Uber and Lyft, along with other technology companies, like Airbnb, have repeatedly pushed back in recent years against state and local regulations they don’t like, with aggressive lobbying and lawsuits. Prop. 22 is a new milestone in those battles, and could foreshadow future debates elsewhere, with proponents framing it as a template for labor laws in other states and possibly at the national level.
“This vote in one of the most progressive states in the country should send a strong signal to elected leaders all over the nation,” the campaign for the measure said in a statement attributed to Jan Krueger, a part-time Lyft driver who retired last year. “Prop 22 should serve as a model for other states and the federal government.”
Labor advocates and opponents to the measure say it’s an example of industry essentially paying to rewrite a law, and that the protections it does provide to workers don’t go far enough.
“The obscene amount of money these multi-billion dollar corporations spent misleading the public doesn’t absolve them of their duty to pay drivers a living wage … or repay taxpayers for the nearly half a billion these companies have cheated from our state unemployment fund,” Art Pulaski, executive secretary-treasurer of the California Labor Federation, said in a statement.
Meanwhile, the Independent Drivers Guild, which claims to be the largest gig worker organization in the country and says it advocates for more than 200,000 Uber and Lyft drivers in New York, New Jersey and Connecticut, called on state lawmakers outside California to take action to extend collective bargaining rights to contract workers.
Brendan Sexton, executive director of the guild, said Prop. 22 leaves gig drivers in California with “no representation, no collective bargaining rights, no path to negotiate a livable wage, and no ability to have a real voice in their pay and benefits.”

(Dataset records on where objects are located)
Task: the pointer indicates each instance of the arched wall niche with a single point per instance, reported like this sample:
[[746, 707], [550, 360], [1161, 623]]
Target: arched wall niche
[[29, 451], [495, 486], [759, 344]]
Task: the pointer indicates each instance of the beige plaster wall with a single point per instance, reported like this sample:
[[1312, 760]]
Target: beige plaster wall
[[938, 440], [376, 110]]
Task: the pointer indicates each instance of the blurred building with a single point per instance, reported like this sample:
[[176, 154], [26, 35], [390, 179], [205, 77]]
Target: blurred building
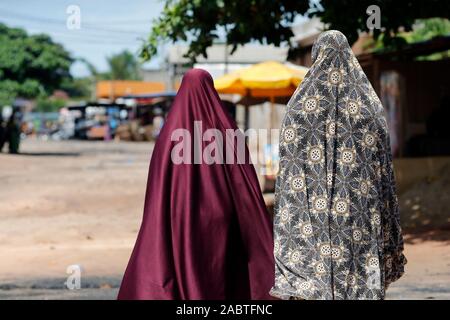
[[112, 89], [414, 91], [220, 60]]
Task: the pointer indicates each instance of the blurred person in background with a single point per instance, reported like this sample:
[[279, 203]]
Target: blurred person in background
[[13, 132]]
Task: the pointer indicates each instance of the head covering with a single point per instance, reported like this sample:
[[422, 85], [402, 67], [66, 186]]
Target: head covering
[[205, 233], [337, 231]]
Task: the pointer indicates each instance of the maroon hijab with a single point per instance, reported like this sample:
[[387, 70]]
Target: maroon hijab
[[205, 233]]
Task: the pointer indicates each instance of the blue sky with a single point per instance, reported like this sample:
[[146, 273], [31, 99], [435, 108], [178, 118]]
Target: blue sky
[[107, 27]]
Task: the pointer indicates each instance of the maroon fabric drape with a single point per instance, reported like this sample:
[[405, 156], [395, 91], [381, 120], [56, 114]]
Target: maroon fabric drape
[[205, 232]]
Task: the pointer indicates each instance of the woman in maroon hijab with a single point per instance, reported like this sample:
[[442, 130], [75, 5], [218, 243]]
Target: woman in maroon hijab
[[205, 233]]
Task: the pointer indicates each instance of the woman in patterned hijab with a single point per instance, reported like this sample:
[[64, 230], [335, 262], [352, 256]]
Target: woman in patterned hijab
[[337, 229]]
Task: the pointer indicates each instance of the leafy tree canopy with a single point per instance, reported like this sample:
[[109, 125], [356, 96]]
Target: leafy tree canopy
[[30, 65], [201, 22]]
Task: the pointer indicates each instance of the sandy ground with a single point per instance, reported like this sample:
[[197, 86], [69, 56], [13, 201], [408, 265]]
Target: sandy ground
[[80, 203]]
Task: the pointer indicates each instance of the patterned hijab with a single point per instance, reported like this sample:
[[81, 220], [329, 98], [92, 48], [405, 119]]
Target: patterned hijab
[[337, 231]]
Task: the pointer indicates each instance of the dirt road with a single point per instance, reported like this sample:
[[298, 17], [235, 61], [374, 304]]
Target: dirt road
[[80, 203]]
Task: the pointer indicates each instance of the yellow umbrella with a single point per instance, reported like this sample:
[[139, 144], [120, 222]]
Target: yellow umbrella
[[269, 79]]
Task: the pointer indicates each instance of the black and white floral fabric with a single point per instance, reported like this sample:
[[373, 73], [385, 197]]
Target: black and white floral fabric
[[337, 231]]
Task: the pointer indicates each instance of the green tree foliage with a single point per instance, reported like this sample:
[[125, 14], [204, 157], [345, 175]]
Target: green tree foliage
[[30, 65], [200, 22]]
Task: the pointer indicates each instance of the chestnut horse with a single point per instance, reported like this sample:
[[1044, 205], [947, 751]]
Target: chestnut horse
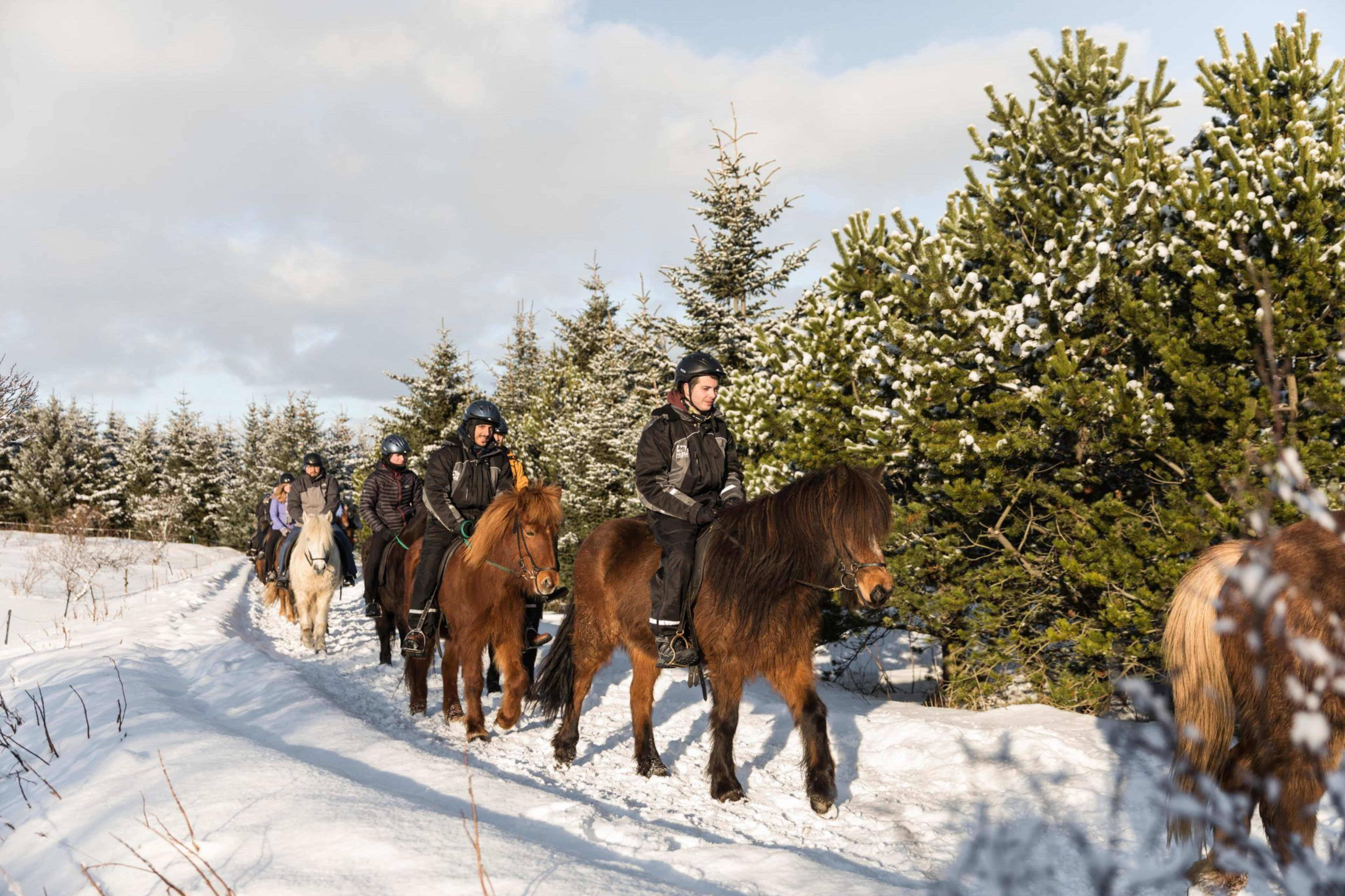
[[1255, 645], [768, 565], [512, 555]]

## [To do]
Please continue the excerpt on California's Prop. 22 and gig drivers, picking up after its final sentence.

## [Result]
Tech companies got behind the initiative after California lawmakers in 2019 passed a landmark labor law, commonly referred to by its bill number, AB 5, that codified stricter guidelines for when businesses had to treat workers as employees as opposed to contractors.
If workers are reclassified as employees, they stand to gain workplace protections like a minimum wage, overtime pay, unemployment insurance and workers’ compensation insurance, which covers employees injured on the job. But this change also means added costs for employers.
Uber, Lyft and other backers of Prop. 22, like delivery services DoorDash and Instacart, argued the law was incompatible with their business models, and would’ve led to reductions in the number of workers on their apps and less flexible work arrangements for those that remained.
The campaign for the measure also warned that if it did not pass, it would mean higher prices and longer wait times for ride-booking and delivery customers, along with service cuts in some areas.
Opponents to the ballot measure and backers of AB 5 countered that nothing in the law prevented companies from allowing flexible work options. They argued that the companies were resorting to scare tactics to build support for the measure.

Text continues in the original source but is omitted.